THE INPUT:
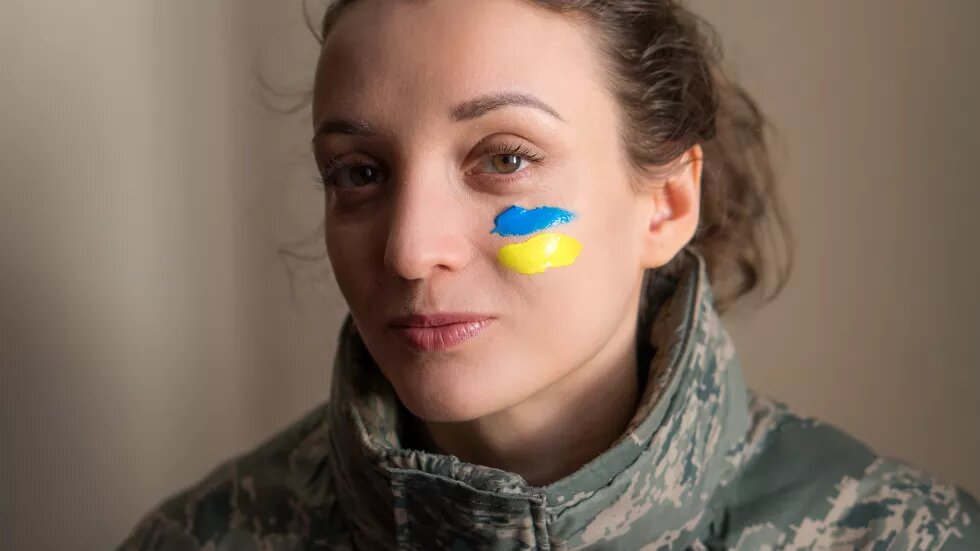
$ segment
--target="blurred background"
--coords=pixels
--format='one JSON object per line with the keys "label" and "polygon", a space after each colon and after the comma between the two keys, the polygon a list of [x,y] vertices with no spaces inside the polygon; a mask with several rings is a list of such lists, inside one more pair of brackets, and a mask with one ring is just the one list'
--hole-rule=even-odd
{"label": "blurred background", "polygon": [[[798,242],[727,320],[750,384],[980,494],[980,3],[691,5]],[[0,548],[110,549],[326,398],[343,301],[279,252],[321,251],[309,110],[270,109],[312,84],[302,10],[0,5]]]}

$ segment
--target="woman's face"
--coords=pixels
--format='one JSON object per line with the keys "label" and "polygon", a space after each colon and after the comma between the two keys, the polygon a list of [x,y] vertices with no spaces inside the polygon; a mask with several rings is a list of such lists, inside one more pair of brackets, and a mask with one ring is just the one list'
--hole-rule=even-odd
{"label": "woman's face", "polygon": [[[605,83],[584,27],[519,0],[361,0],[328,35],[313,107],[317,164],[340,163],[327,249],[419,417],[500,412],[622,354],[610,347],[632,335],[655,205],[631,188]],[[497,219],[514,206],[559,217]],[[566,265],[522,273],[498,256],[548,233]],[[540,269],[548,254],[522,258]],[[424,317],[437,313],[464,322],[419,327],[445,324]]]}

DIRECTIONS FOR THIS TASK: Make an exact copy of the records shown above, without the pictures.

ANSWER TO THIS TASK:
$ segment
--target="blurred background"
--coords=pixels
--format='one JSON object per line with the keys "label" and "polygon", a space after each colon and after the comma between the two keys, the polygon a list of [x,y] vertices with no spaces inside the polygon; a mask with several rings is a list of such lists, inside one more pair of brackets, and a mask with one ring is just the one list'
--hole-rule=even-odd
{"label": "blurred background", "polygon": [[[798,242],[727,320],[750,384],[980,494],[980,3],[691,5]],[[0,548],[110,549],[326,398],[343,301],[279,252],[321,251],[309,110],[270,109],[312,84],[302,10],[0,5]]]}

$ segment
--target="woman's face"
--coords=pixels
--format='one JSON object per line with the keys "label" and "polygon", a space after each colon and after the comma between the two keys, the polygon a list of [x,y] vertices with no spaces inside the polygon; a mask with several rings is a list of such lists, inside one more pair of brackets, and a mask with one ring is just the one list'
--hole-rule=even-odd
{"label": "woman's face", "polygon": [[[605,83],[584,27],[519,0],[361,0],[328,35],[313,107],[317,164],[340,163],[327,249],[419,417],[500,412],[622,354],[610,347],[632,335],[655,205],[631,188]],[[497,219],[514,206],[559,217]],[[566,265],[522,273],[498,256],[548,233]],[[540,269],[548,254],[522,258]],[[424,317],[437,313],[464,322],[419,327],[445,324]]]}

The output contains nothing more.